(Named-object pointing records)
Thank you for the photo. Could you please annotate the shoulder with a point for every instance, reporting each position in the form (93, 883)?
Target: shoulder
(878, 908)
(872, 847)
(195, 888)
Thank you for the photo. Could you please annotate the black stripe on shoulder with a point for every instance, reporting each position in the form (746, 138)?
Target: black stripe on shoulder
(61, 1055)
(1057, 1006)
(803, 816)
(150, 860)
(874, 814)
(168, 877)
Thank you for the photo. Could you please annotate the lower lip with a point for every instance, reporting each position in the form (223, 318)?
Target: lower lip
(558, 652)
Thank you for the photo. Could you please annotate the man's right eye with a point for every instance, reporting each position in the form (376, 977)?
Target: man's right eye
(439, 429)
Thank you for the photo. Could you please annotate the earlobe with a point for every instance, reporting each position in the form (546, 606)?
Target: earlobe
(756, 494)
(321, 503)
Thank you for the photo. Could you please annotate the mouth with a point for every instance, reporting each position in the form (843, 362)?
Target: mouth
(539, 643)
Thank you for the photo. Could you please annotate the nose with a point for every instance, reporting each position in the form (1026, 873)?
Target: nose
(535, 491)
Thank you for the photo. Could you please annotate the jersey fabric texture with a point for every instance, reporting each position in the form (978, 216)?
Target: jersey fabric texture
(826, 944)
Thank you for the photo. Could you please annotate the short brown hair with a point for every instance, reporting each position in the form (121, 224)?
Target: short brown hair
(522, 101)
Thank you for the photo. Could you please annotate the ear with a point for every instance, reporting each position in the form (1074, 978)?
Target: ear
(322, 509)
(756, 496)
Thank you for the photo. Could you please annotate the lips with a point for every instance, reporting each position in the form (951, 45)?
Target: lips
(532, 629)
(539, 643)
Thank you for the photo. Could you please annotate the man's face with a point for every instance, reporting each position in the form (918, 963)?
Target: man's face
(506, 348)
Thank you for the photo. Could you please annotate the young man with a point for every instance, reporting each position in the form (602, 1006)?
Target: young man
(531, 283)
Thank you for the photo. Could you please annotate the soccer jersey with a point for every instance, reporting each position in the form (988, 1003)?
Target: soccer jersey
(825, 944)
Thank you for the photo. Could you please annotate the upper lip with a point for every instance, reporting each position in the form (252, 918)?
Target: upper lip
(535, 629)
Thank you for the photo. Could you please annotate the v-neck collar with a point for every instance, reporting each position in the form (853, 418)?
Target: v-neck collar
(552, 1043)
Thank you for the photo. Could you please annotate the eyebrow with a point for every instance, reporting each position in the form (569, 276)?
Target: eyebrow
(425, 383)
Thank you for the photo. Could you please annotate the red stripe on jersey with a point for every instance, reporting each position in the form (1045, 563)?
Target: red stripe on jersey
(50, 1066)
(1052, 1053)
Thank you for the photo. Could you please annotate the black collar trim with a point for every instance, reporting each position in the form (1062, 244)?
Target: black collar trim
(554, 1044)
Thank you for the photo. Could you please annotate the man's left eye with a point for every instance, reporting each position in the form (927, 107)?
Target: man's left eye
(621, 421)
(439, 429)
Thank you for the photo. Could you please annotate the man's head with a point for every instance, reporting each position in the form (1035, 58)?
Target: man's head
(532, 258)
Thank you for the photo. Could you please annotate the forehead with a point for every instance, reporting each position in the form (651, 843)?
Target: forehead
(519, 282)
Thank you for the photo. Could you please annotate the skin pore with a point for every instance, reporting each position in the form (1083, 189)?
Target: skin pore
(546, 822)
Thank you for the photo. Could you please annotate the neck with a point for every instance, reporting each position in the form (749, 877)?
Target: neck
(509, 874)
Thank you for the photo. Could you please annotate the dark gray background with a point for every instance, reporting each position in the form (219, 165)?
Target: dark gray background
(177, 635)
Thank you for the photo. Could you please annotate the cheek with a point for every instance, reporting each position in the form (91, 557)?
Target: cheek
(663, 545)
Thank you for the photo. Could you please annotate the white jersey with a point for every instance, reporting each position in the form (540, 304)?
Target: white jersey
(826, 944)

* _WHAT YOU SHOULD DO_: Rewrite all of the records above, swapping "annotate" for "mark" wherever it appears and leaving everything else as it is.

* _RESULT OF THE EXERCISE_:
Thank you for the photo. Could you please mark the shoulder with a point for every instance, reporting each position in the form (93, 883)?
Target: shoulder
(878, 908)
(872, 847)
(195, 888)
Thank you for the photo. Could you please mark the black stripe on shoulder with a point for every instance, reporting each position in the form (746, 138)?
Target: black stripe on shoulder
(61, 1055)
(1057, 1006)
(803, 816)
(150, 860)
(874, 814)
(168, 877)
Thank you for the photo. Could you please mark the lower lip with a point for every instance, reporting each position in the form (223, 318)?
Target: lower lip
(558, 652)
Thank you for the photo. Could you please mark the man's right eye with a point for every instance, reporting each position in the form (376, 977)?
Target: man's right eye
(439, 429)
Thank you for the photo. Could you please mark the earlobe with a point for every instance, reporting each position in the form (546, 606)?
Target: earlobe
(756, 494)
(321, 503)
Thank you for the photo. Could you please mark the mouth with a point for every instance, reporting each position in the form (843, 362)?
Target: mouth
(539, 643)
Thank you for the photo. Could you please mark the nose with a point for every instance, reporting each position in the form (1026, 873)?
Target: nose
(535, 491)
Thank you for the photo. Could you please mark the jersey fabric texture with a point for every instance, reporting each position in the form (978, 216)?
Target: jersey fabric texture
(826, 944)
Thank you for the photo. Could you please mark the short brown hair with a point for every instance, reporting each position in the form (121, 224)?
Target: short brown hair
(522, 101)
Thank you for the photo. Could you please mark the ear with a point for every instance, reporting each position in the form (1074, 978)?
Target: ear
(322, 509)
(756, 496)
Thank you for the photo. Could you please mark the lips with a point for every instance, reporting each position in the form (951, 45)?
Target: lips
(532, 629)
(539, 643)
Thank you for the photo. Could you please mark the man's face with a point for every instance, reporting each position in the form (918, 963)?
Target: man's face
(506, 348)
Thank you for the photo. Could you please mark the young man with a point for every instance, reporting each position in the form (602, 1006)?
Target: young man
(531, 283)
Thank you for the photo. Could you please mark the soccer jersey with a point for every instance, reporting each position in the form (988, 1003)?
Target: soccer jersey
(825, 944)
Thank you for the photo. Could you please mark the upper lip with a point for every instance, reporting each position in the form (252, 918)?
Target: upper lip
(535, 629)
Thank you for the photo. Could you please mark the v-neck collar with a point for every instance, reporting each position in the form (853, 418)?
Target: v-neck collar
(552, 1043)
Thank you for the photo. Could you please mark the eyebrow with a point for every instance, reporting each position in the form (569, 276)?
Target: eyebrow
(425, 383)
Thank you for the photo. Could you please mark the red stripe on jersey with a point for every instance, reporting each position in the form (1045, 563)?
Target: red stripe on jersey
(50, 1066)
(1052, 1053)
Thank you for the photo. Could you please mark the black collar trim with a point for every instance, reporting each position in the form (1062, 244)?
Target: black collar trim
(554, 1044)
Thank you for the photo. Could you please mark the man's left eye with a point for every instance, reporting each position in the form (927, 107)?
Target: man's left eye
(621, 421)
(439, 429)
Thank you for the photo. Could you please mark the man's head with a point for every instance, reporting each position in the form (1035, 58)?
Target: man's head
(532, 258)
Thank you for the photo. Could you please mark the forehead with a point for every instance, reporting each position in the form (651, 843)?
Target: forehead
(519, 282)
Thank you for the photo. Could you please mark the skin pore with a point for every instance, reporting each position in the form (1083, 189)?
Target: skin pore
(546, 822)
Thank you for the photo. Could you please mark the neck with a point for every instance, reporting each position in the form (749, 877)?
Target: neck
(509, 874)
Thank you for the photo. Could you please mark the dark gray background with a point for every instance, reporting each position in the form (219, 165)?
Target: dark gray background
(177, 635)
Thank you for the photo. Could you please mark the cheek with a point for every instance, reporting each position in the form (91, 557)?
Target: cheek
(663, 545)
Thank you for the photo. Could you please mark the white jersey with a point for every instance, reporting each position in the form (540, 304)?
Target: white jersey
(826, 944)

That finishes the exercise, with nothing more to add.